* **EXERCISE DETAILS**
Return every entry below without altering a word.

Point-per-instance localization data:
____________________

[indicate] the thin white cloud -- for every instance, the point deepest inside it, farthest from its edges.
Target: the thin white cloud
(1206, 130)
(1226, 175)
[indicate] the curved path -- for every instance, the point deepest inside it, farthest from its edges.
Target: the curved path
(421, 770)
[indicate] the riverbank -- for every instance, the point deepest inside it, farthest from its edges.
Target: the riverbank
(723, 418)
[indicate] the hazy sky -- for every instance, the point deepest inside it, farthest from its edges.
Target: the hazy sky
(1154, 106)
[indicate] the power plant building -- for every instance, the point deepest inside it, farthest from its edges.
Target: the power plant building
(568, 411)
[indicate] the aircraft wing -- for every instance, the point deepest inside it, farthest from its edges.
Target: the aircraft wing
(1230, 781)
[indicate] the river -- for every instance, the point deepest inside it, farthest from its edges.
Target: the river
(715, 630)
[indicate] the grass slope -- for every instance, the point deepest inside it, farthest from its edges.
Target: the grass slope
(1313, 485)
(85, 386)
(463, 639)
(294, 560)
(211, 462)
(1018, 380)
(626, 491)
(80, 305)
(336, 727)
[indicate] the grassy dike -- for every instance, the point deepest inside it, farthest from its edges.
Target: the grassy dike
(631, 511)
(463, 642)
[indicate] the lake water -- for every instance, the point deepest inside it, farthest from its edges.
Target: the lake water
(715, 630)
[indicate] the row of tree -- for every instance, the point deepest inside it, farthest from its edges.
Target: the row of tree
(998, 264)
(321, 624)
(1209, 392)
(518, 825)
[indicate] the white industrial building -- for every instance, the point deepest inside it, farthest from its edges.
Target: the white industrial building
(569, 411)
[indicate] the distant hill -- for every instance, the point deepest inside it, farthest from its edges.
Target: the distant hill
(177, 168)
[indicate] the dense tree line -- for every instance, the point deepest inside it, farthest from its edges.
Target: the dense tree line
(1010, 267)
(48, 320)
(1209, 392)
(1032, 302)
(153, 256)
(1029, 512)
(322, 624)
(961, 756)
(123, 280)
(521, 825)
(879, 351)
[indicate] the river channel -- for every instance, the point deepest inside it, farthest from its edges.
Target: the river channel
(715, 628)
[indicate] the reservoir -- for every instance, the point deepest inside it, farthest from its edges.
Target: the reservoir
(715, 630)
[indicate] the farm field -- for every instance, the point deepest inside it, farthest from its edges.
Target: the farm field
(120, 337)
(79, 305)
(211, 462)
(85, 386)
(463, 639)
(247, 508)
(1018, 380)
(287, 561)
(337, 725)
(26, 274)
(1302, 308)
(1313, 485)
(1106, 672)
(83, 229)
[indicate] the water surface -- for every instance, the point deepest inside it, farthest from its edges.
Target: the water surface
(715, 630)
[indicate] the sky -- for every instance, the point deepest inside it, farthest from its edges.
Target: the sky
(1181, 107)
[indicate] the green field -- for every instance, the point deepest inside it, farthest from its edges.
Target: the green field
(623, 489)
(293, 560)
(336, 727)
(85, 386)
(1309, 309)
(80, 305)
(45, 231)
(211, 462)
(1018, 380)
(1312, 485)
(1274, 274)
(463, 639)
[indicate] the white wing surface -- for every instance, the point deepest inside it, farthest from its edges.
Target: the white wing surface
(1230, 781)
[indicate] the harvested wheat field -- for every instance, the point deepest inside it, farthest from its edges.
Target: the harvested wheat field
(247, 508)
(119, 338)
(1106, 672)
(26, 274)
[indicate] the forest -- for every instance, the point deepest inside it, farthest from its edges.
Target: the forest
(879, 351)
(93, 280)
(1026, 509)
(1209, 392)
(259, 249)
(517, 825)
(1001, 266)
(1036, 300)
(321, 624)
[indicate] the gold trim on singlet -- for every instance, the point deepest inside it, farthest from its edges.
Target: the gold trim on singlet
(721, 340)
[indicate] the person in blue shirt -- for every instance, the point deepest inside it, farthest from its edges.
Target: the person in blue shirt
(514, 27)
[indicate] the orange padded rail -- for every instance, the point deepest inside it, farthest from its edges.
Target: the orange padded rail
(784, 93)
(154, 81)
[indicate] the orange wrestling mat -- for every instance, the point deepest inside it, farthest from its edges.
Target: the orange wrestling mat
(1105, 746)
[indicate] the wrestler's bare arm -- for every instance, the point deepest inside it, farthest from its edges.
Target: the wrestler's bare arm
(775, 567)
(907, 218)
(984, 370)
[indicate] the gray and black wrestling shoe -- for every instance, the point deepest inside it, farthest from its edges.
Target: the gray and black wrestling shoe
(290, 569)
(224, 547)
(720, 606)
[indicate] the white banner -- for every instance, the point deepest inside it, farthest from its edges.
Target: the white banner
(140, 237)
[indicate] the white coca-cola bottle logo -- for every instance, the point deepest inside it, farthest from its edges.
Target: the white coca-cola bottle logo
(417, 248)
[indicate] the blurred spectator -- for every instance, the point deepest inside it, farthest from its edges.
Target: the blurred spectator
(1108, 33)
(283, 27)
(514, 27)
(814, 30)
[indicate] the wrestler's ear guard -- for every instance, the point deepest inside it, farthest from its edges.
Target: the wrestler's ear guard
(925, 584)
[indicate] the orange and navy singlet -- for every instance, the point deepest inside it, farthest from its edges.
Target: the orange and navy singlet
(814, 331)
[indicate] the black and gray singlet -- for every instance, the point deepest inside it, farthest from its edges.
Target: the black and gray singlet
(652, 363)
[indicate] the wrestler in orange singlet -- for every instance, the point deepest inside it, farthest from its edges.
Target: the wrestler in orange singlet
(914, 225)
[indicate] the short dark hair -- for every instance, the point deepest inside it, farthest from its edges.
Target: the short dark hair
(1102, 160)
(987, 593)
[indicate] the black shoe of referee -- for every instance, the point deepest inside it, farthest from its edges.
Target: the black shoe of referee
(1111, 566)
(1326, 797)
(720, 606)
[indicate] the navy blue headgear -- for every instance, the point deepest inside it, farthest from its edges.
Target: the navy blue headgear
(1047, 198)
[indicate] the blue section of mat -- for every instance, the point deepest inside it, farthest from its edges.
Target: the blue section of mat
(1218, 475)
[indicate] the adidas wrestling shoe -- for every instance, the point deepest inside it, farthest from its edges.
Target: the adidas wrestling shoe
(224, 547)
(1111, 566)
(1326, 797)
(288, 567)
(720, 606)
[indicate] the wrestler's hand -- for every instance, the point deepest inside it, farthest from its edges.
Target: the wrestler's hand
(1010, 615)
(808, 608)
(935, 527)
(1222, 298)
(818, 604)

____________________

* **EXERCISE RESPONSE**
[indicate] the thin white cloud -- for every instance, the point deepest inside it, farthest from its edges.
Target: the thin white cloud
(1206, 130)
(1226, 175)
[indicate] the curved path -- for every instance, the point deepest inside it, farthest from its edges.
Target: the curved path
(421, 770)
[indicate] the riverbank -- for every instance, the point deepest inside it, farthest from its edges.
Target: the riverbank
(723, 418)
[indicate] the hazy sky -- for every instance, the point deepest inside it, farthest from its edges.
Target: the hazy sky
(1154, 106)
[indicate] the power plant building -- for every instance, the point deepest inside it, farthest from its edges.
Target: the power plant building
(568, 411)
[indicate] the aircraft wing -- for every instance, the point deepest inside it, farthest from its edges.
Target: the aircraft wing
(1230, 781)
[indicate] the river -- for every instance, the point deepest inside it, farthest from its edges.
Target: the river
(715, 630)
[indicate] the grass slope -- for every instance, the point deepest inside it, farthest from its edges.
Target: the grass slope
(1313, 485)
(85, 386)
(463, 639)
(294, 560)
(211, 462)
(1018, 380)
(626, 491)
(80, 305)
(336, 727)
[indicate] the grassy dike -- for every instance, the point deepest inside it, farthest from its edges.
Target: the grassy dike
(631, 511)
(463, 642)
[indicate] the lake water -- for every instance, the point deepest inside it, farthest from its edges.
Target: the lake water
(715, 630)
[indicate] the row of tree -- for every instance, the point deepest inside it, farthest from its edges.
Target: the row of tree
(998, 264)
(321, 624)
(1209, 392)
(518, 825)
[indicate] the white industrial building -- for every instance, the point deepest inside it, farthest from its edges.
Target: the white industrial building
(569, 411)
[indicate] the distant hill -- for every instance, the point deepest inside it, farthest from its edges.
Target: the distant hill
(177, 168)
[indicate] the dense tree line -- for every instance, the point deepest inside it, farthest from its edges.
Target: the dense tree line
(1010, 267)
(48, 320)
(1209, 392)
(1032, 302)
(153, 256)
(1029, 512)
(322, 624)
(961, 756)
(123, 280)
(521, 825)
(879, 351)
[indicate] the river channel -- for every instance, the point deepest inside it, farthest from its edges.
Target: the river channel
(715, 628)
[indicate] the reservoir -- for every instance, the point deepest inside it, farthest from its edges.
Target: the reservoir
(715, 630)
[indicate] the farm field -- for every instance, the point deepest inside it, farthest from its edges.
Target: the farm field
(120, 337)
(79, 305)
(211, 462)
(85, 386)
(463, 639)
(247, 508)
(1018, 380)
(287, 561)
(337, 725)
(26, 274)
(1302, 308)
(1313, 485)
(1106, 672)
(83, 229)
[indicate] the water surface -- for every instance, the point deepest inside it, farthest from its edges.
Target: the water surface
(715, 630)
[indicate] the sky -- for every instance, the point deepest inside it, farthest from its edges.
Target: the sky
(1181, 107)
[indicate] the green field -- for every instance, the point deepest inside it, farthest from its edges.
Target: the green field
(623, 489)
(293, 560)
(336, 727)
(85, 386)
(1309, 309)
(80, 305)
(45, 231)
(211, 462)
(1018, 380)
(1312, 485)
(1274, 274)
(463, 639)
[indicate] the white wing surface -- for every instance, the point deepest inside it, farthest from its edges.
Target: the white wing surface
(1230, 781)
[indicate] the harvested wheat field -- for every instance, the point deepest inside it, farthest from its edges.
Target: the harvested wheat field
(247, 508)
(119, 338)
(1106, 672)
(26, 274)
[indicate] the forest -- for every instance, the point deepest inside it, farthest from its edges.
Target: the forest
(879, 351)
(93, 280)
(1026, 509)
(1209, 392)
(259, 249)
(517, 825)
(1001, 266)
(1036, 300)
(321, 624)
[indicate] the gold trim on singlet -- for every instance, the point deepest inside it, farthest from its edges.
Target: the gold trim on singlet
(721, 340)
[indicate] the person in blue shirt -- for every instance, the point deepest inside it, farthest from its edges.
Target: the person in blue shirt
(514, 27)
[indicate] the orange padded rail -- for every instance, the point deepest inside it, farthest from its edges.
Target: the orange padded rail
(784, 93)
(154, 81)
[indicate] the orange wrestling mat -- for every instance, the point deepest inside it, farthest from its edges.
Target: the orange wrestling mat
(1105, 746)
[indicate] the wrestler's bare arm -- for every instance, the point deepest inside it, farthest from its edges.
Target: the wrestler's bare arm
(775, 567)
(907, 218)
(984, 370)
[indicate] the gray and black wrestling shoe -- for every instance, the point deepest inside it, farthest from its edges.
Target: the gray and black wrestling shoe
(290, 569)
(224, 547)
(720, 606)
[indicate] the white banner -- for every instance, the point deepest inside it, farthest from its edges.
Target: the white banner
(140, 237)
[indicate] the white coca-cola bottle logo -- for every instance, the point deepest inside it, farthest from its edges.
Target: the white coca-cola bottle logo
(417, 248)
[indicate] the blurred spectator -- for every instance, the point deepest inside it, farthest from its edges.
Target: the blurred spectator
(1108, 33)
(283, 27)
(514, 27)
(814, 30)
[indicate] the wrestler's ear guard -- for every instance, the point deepest inside it, farthest from its edges.
Target: the wrestler's ear guard
(925, 584)
[indicate] the orange and navy singlet -- for every instance, the point deepest inside it, farthest from its edges.
Target: the orange and navy singlet
(814, 331)
[indicate] the black and gray singlet -- for every instance, the point deepest inside it, farthest from its edges.
Target: the black and gray singlet
(652, 363)
[indicate] the wrestler in orange singlet -- for every instance, the point deepest inside it, farthest from its edges.
Target: the wrestler in orange singlet
(914, 225)
[indicate] the short dark hair -- for every instance, the point deepest inside it, farthest from its edges.
Target: the short dark hair
(1102, 160)
(987, 593)
[indicate] the black shoe of referee -- for every instance, the point deepest inside it, farthest from its edges.
Target: the black shoe of referee
(1111, 566)
(1326, 797)
(720, 606)
[indicate] the navy blue headgear -- for every instance, the point deepest inside it, farthest from its edges.
Target: the navy blue headgear
(1047, 198)
[indicate] the blue section of mat -- for every instance, the point deepest inside it, farthest from its edges.
Target: the blue section of mat
(1218, 475)
[indicate] the adidas wrestling shoe -- for every instance, the point deepest inside it, farthest from its edges.
Target: the adidas wrestling shoe
(224, 547)
(1111, 566)
(1326, 797)
(288, 567)
(720, 606)
[indicate] the wrestler's hand -- for every instance, the point deepest inside it, farthest from its edges.
Target: the wrestler's hand
(1010, 615)
(808, 608)
(935, 527)
(1222, 298)
(818, 604)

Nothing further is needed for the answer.